**Segmentation labeling items**
begin

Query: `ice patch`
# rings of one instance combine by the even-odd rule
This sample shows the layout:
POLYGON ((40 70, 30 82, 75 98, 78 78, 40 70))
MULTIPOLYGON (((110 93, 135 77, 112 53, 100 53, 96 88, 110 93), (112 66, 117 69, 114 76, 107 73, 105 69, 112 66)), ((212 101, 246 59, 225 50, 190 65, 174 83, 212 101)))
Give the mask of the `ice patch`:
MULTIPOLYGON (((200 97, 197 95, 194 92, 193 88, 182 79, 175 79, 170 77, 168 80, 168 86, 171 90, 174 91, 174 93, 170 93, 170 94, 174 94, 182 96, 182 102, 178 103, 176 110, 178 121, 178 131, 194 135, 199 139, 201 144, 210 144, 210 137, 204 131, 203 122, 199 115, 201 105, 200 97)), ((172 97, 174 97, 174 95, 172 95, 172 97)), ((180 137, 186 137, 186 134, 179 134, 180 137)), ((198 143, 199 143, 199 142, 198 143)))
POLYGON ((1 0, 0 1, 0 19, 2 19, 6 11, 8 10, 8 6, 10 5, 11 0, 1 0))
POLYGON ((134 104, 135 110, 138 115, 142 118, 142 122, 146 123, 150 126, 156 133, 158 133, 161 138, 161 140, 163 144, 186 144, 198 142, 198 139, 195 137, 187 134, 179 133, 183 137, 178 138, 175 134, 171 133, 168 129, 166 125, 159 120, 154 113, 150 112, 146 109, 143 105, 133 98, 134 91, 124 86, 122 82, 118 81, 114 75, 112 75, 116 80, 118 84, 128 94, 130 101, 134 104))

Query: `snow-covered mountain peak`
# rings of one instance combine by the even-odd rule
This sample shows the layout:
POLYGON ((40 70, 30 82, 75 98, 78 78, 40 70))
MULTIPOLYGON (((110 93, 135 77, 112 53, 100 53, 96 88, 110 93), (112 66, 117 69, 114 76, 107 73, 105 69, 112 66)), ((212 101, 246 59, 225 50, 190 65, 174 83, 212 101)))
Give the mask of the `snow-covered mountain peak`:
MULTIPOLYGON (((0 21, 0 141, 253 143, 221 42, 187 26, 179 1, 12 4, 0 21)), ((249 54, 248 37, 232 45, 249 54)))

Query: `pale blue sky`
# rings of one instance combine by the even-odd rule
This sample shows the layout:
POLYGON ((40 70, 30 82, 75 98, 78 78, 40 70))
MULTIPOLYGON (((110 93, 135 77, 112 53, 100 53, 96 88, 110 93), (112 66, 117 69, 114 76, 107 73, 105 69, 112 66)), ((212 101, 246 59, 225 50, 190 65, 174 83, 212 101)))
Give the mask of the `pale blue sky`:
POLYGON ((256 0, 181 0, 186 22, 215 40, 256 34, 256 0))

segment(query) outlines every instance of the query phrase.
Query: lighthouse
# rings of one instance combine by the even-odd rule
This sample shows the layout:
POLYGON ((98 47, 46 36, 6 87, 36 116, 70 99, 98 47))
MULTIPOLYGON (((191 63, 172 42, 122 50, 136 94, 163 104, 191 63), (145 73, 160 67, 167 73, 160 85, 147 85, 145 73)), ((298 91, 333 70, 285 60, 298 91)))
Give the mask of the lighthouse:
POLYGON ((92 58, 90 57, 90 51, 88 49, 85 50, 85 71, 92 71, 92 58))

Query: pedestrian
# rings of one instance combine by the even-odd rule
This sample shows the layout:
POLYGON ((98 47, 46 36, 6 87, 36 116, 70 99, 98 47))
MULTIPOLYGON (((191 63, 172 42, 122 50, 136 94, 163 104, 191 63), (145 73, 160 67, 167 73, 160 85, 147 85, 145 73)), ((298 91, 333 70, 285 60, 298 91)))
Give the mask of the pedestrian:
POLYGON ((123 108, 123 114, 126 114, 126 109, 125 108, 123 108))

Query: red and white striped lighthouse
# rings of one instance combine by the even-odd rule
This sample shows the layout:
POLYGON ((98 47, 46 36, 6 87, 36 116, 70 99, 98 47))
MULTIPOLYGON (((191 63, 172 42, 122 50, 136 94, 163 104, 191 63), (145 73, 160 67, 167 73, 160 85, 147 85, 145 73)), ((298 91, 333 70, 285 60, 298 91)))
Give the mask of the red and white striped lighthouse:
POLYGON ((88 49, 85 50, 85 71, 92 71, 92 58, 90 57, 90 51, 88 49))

end

**Task**
Rewrite every line from the one containing "segment(query) outlines every" through the final line, both included, with their requests. Resize each polygon coordinate in the answers by a factor of 1.35 and round it to a whole number with halves going up, leaving the requests and their sample outlines unchanged.

**Exercise result**
segment(query) outlines every instance of the query phrase.
Query: lighthouse
# rings of one instance combine by the even-odd rule
This sample shows the layout:
POLYGON ((98 47, 46 36, 6 87, 36 116, 70 99, 98 47))
MULTIPOLYGON (((191 63, 172 42, 122 50, 136 94, 163 104, 191 63), (145 73, 160 67, 167 73, 160 85, 147 85, 145 73)), ((298 91, 333 70, 285 60, 298 91)))
Give the mask of the lighthouse:
POLYGON ((124 78, 122 77, 122 69, 119 66, 115 68, 115 96, 124 96, 124 78))

Query: pedestrian
# rings of one instance combine by the even-odd rule
This sample shows the layout:
POLYGON ((98 47, 46 36, 6 87, 36 116, 70 99, 98 47))
MULTIPOLYGON (((191 63, 172 42, 122 50, 136 94, 163 104, 191 63), (145 73, 160 67, 167 73, 160 85, 147 85, 145 73)), ((298 91, 333 70, 285 60, 298 91)))
Give the mask of the pedestrian:
POLYGON ((166 146, 166 154, 170 154, 170 147, 169 146, 166 146))

Query: red and white striped lighthouse
# rings of one instance combine by the even-odd rule
This sample shows the layout:
POLYGON ((98 47, 46 36, 6 87, 36 116, 70 99, 98 47))
MULTIPOLYGON (((191 63, 172 42, 122 50, 136 94, 163 104, 191 63), (145 73, 160 67, 167 73, 160 85, 147 85, 145 73)), ((298 91, 333 70, 285 60, 298 91)))
Give the mask of the red and white striped lighthouse:
POLYGON ((119 66, 115 68, 115 96, 124 96, 124 78, 122 77, 122 69, 119 66))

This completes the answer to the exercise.